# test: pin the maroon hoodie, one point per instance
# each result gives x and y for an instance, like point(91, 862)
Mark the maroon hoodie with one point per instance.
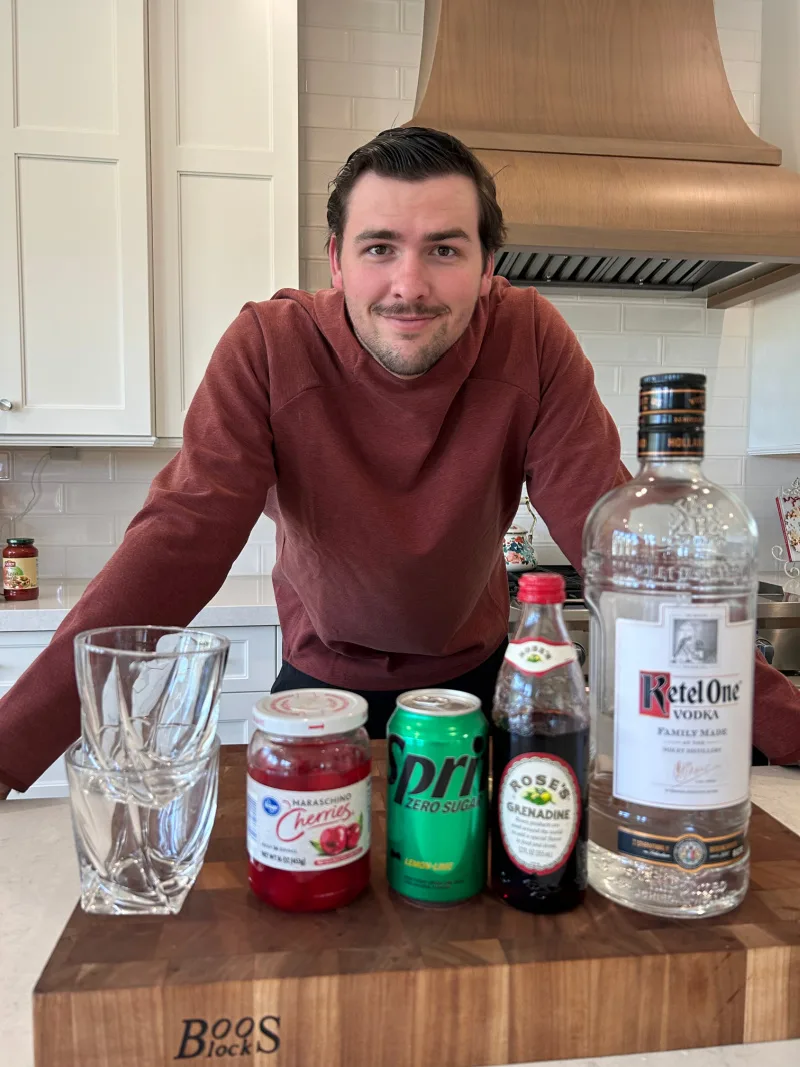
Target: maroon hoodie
point(390, 497)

_ _ _ _ _ _ _

● **BRIEF**
Rewrite the listing with every "maroon hoodie" replaced by "red jacket" and all else unchanged. Leave the pictures out.

● **SOLUTION BELOW**
# test: pin the red jacket, one point per instance
# each result gives x and y for an instance, like point(91, 862)
Mark the red jacket with one point per instance.
Target: red jacket
point(390, 497)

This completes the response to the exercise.